* _Problem description_:
Please tally the lines in the data below that contain the string "every", treating uppercase and lowercase as different, and reply with the number alone.

* _Entries provided_:
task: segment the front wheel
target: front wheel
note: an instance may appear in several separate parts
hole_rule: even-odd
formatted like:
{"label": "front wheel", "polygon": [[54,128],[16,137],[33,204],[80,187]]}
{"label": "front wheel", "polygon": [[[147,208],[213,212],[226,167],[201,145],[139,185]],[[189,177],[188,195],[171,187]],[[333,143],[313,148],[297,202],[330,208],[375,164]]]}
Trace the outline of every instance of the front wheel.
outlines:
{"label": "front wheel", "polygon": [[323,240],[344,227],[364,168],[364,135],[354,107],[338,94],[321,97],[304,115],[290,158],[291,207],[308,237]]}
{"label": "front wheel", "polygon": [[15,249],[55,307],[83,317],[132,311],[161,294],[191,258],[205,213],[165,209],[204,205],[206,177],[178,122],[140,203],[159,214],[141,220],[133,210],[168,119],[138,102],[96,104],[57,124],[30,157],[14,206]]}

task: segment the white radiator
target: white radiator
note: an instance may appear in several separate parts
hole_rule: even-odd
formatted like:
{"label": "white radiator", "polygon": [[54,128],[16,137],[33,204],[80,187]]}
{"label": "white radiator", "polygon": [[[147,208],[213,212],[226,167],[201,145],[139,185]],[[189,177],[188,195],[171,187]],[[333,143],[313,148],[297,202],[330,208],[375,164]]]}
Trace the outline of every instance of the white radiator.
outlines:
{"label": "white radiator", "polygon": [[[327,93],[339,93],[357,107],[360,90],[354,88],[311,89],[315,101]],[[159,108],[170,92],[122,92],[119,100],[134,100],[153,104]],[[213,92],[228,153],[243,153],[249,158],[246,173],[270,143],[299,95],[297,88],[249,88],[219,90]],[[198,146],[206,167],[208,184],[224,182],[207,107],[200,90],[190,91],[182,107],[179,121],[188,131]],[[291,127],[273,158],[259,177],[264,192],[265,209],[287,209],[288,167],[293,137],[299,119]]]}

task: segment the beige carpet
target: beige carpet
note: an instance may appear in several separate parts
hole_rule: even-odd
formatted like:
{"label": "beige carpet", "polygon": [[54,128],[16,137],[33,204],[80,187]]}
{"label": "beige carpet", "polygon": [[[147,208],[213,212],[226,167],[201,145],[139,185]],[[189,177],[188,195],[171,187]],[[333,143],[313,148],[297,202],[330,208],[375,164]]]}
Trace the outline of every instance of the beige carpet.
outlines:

* _Exercise answer_:
3